*Record extracts:*

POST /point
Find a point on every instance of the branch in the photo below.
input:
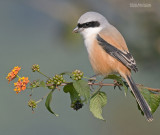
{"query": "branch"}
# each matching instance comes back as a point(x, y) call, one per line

*Set task:* Please return every line of the listing above unchanged, leaving out the pictures.

*Result of the task:*
POST /point
Find a point on every instance of the branch in the photo below.
input:
{"query": "branch"}
# each matching instance comes back as a point(x, y) call, one per line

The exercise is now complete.